**RECORDS SHOWN:**
::::::::::

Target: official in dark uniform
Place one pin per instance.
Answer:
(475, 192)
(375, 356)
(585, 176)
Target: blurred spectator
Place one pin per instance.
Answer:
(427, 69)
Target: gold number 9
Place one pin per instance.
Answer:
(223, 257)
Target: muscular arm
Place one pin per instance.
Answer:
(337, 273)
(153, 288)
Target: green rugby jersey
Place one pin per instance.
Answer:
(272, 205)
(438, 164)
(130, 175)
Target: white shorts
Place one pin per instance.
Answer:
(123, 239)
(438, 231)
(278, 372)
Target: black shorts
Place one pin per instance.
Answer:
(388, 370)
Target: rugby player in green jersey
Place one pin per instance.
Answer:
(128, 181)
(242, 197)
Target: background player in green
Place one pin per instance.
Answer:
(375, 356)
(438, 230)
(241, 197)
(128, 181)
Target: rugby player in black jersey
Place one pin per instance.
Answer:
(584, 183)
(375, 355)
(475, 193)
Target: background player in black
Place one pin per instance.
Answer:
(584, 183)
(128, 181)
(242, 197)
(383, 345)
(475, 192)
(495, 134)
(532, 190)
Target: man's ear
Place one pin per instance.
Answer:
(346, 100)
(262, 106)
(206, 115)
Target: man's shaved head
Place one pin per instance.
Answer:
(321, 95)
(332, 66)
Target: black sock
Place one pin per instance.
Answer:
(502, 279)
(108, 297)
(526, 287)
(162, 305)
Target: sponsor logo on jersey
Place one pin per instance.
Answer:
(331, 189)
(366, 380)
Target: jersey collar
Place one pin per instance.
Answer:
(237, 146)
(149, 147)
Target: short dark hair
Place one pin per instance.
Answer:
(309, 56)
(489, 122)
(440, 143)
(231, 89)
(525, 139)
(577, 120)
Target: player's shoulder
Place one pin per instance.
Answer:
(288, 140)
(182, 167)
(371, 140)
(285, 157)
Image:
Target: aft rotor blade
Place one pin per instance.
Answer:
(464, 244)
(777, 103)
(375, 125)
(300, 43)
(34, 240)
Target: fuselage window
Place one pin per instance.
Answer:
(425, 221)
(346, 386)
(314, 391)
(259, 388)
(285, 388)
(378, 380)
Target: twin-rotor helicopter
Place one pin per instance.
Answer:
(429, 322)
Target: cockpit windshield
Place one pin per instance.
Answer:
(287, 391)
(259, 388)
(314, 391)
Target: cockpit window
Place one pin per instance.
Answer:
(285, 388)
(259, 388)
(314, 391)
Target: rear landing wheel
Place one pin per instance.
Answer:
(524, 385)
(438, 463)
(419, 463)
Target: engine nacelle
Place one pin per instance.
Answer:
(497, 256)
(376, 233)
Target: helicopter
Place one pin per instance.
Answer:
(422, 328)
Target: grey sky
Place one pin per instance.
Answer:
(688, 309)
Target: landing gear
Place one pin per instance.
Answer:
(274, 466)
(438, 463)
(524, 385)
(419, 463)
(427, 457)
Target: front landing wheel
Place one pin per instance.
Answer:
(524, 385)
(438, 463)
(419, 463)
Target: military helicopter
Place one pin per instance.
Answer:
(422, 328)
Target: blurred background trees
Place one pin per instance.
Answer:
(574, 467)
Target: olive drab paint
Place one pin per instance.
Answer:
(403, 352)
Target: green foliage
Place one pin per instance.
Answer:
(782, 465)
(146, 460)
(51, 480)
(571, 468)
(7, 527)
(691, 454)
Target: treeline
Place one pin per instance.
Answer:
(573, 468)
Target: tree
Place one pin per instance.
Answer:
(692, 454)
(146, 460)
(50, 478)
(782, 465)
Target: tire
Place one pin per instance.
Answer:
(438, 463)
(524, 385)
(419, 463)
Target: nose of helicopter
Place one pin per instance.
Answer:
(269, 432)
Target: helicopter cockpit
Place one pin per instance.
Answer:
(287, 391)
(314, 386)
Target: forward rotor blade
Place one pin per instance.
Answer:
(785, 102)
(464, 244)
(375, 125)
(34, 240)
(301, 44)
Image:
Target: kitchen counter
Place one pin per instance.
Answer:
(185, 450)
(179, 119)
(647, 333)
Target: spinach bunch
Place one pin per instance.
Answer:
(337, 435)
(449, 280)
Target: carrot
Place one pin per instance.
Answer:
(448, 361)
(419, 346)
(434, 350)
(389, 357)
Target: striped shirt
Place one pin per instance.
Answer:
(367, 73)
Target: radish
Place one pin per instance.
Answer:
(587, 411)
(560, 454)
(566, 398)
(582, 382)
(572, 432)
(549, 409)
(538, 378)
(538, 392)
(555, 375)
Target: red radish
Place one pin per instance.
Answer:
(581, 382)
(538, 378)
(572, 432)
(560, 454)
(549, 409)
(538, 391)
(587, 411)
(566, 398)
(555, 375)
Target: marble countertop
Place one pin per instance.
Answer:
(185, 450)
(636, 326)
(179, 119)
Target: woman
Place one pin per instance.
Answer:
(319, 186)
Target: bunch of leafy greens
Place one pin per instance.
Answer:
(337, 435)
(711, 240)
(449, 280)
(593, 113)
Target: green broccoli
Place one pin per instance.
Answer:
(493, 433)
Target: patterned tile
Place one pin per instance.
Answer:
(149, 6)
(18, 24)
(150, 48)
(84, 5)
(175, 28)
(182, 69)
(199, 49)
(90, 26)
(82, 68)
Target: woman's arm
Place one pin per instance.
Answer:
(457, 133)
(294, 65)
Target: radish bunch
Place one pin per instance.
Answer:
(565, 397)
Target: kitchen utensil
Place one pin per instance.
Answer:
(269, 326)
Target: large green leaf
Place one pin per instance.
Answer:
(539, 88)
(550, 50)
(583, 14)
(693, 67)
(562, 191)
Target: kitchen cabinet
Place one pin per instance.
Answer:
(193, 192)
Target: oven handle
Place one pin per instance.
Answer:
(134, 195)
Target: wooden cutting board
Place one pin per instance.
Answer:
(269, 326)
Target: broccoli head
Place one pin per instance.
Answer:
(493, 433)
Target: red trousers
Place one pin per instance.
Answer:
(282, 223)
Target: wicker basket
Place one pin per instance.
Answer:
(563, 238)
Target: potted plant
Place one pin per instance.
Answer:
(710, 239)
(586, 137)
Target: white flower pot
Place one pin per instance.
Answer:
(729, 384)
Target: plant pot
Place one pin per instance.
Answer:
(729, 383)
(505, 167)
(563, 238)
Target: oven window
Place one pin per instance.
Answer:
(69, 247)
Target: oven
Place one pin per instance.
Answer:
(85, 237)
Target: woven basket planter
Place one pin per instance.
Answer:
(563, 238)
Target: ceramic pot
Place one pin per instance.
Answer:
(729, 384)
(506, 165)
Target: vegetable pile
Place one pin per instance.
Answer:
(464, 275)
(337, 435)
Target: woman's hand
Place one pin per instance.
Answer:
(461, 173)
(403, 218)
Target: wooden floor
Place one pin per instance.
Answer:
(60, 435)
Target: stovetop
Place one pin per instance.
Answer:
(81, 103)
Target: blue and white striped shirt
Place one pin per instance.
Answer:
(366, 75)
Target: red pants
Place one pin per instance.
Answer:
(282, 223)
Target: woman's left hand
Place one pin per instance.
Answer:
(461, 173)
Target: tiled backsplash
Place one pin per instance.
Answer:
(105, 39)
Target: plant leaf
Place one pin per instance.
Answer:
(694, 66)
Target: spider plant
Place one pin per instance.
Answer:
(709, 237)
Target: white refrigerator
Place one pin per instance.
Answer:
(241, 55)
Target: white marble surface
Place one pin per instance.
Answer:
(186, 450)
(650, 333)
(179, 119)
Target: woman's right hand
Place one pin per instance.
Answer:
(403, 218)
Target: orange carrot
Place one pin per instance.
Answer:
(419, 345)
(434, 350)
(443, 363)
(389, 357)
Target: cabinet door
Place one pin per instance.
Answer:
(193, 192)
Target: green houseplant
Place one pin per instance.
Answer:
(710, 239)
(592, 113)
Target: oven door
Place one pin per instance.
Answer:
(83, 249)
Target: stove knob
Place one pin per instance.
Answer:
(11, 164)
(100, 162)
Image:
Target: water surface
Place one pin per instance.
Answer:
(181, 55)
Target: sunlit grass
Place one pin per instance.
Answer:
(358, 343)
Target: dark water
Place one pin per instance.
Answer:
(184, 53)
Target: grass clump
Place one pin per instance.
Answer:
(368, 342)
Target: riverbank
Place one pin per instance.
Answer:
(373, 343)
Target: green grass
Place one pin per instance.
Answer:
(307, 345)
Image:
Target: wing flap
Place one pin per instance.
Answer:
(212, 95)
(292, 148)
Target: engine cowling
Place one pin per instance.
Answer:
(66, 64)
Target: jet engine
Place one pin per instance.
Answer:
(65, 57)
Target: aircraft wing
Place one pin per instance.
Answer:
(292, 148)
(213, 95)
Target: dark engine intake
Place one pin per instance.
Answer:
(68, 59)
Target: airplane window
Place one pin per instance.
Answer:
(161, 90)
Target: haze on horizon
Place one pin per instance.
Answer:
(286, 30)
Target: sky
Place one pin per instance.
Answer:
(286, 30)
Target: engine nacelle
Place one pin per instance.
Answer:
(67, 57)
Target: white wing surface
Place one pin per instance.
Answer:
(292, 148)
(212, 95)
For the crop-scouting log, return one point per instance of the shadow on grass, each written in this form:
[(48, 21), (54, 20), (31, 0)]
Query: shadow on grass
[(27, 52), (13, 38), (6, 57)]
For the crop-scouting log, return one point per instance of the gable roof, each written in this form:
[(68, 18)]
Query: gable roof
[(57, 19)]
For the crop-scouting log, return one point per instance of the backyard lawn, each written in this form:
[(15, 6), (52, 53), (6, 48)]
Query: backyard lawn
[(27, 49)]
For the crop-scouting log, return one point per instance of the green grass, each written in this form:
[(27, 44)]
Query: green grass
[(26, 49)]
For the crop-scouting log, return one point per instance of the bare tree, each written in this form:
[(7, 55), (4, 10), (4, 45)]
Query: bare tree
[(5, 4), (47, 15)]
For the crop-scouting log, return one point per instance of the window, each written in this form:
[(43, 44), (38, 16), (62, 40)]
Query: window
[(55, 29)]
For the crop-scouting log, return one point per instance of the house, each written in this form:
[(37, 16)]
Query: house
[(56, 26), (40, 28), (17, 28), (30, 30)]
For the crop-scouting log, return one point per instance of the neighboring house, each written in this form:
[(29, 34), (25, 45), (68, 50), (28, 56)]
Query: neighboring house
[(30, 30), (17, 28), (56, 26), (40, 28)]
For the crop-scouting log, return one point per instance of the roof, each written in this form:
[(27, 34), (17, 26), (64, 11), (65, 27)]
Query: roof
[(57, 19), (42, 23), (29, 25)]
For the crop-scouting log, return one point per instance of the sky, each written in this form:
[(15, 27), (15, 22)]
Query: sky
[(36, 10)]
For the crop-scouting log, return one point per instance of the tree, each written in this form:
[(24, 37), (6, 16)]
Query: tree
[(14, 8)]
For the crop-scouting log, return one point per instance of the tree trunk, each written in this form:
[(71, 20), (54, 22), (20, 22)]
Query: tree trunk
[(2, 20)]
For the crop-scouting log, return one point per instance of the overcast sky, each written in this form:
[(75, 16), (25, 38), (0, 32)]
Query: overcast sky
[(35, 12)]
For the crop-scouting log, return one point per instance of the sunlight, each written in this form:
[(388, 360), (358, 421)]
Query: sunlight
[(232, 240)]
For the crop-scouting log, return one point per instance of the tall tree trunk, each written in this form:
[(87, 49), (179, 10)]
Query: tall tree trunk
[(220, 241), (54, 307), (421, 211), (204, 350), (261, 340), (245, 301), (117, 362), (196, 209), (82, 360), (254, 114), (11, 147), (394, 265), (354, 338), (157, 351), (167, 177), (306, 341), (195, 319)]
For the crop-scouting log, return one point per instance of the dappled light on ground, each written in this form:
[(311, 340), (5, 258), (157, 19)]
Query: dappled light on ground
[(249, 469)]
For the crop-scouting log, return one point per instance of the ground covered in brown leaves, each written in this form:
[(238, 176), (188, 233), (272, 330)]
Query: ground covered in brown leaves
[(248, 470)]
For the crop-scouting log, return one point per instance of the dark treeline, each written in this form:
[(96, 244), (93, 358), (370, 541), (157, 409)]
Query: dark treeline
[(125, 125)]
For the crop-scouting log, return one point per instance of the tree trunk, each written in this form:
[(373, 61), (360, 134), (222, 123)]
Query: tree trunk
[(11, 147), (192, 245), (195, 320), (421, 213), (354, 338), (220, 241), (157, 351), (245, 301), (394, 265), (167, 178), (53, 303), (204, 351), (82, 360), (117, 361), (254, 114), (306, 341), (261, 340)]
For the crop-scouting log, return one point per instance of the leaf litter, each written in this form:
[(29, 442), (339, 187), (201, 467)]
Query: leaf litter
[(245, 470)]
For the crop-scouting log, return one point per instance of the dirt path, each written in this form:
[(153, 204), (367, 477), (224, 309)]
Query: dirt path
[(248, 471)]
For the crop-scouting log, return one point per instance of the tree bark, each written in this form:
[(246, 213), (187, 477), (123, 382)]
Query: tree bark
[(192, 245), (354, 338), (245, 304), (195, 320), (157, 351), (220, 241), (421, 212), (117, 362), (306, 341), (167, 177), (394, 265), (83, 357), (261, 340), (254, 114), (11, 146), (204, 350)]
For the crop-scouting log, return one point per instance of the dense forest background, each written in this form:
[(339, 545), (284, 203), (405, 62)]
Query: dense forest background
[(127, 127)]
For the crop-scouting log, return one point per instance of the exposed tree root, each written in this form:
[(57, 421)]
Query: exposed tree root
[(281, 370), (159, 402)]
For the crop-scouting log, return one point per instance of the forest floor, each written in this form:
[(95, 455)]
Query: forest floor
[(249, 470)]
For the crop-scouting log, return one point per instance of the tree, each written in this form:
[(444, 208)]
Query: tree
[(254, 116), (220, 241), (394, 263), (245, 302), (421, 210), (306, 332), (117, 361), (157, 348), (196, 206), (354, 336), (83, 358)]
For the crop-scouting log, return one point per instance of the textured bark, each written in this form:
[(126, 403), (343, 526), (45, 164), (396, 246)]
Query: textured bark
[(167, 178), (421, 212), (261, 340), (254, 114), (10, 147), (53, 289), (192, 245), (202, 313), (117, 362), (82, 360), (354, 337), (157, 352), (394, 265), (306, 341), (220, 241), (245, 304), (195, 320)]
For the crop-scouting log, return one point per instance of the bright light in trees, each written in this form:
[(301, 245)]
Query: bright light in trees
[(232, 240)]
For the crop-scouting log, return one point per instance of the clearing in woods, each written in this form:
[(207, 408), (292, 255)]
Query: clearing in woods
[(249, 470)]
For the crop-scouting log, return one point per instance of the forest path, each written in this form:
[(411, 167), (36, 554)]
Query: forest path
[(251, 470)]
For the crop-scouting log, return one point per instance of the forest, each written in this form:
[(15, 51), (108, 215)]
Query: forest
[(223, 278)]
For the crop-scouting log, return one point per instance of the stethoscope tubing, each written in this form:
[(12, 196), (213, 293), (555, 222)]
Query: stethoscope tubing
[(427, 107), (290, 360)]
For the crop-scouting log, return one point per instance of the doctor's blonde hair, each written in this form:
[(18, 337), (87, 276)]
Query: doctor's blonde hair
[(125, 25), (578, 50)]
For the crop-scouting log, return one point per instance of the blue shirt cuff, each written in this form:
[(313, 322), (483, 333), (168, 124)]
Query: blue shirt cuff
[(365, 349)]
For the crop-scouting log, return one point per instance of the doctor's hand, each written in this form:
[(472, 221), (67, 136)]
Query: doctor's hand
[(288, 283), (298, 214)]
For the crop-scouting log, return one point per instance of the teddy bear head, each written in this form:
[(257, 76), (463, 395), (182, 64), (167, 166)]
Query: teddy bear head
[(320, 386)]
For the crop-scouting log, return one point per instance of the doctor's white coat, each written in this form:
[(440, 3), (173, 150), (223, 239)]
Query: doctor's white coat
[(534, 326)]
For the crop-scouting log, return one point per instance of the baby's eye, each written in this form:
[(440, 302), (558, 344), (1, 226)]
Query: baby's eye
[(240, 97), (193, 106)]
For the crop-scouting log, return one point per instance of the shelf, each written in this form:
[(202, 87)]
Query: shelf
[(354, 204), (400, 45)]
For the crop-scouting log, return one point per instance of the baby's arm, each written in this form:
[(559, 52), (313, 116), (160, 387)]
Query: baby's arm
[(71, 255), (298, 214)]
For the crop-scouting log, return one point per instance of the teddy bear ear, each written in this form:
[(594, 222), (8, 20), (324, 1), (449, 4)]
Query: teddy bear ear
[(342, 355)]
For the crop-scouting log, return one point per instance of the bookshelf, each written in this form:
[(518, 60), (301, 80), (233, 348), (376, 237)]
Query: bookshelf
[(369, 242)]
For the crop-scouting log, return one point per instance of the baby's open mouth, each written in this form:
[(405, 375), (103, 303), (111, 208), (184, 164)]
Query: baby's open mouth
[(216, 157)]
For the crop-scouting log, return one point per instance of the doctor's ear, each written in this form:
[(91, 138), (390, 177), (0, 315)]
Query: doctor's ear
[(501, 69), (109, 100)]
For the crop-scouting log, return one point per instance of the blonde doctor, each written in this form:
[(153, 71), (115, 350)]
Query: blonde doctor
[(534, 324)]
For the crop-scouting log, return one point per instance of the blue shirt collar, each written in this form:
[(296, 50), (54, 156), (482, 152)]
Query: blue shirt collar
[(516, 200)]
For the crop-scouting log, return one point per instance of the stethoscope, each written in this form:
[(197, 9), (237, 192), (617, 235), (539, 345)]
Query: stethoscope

::::::::::

Some lines contain the word "door". Pull each one out of the listing.

**EXERCISE RESULT:**
Target: cabinet door
Target: oven door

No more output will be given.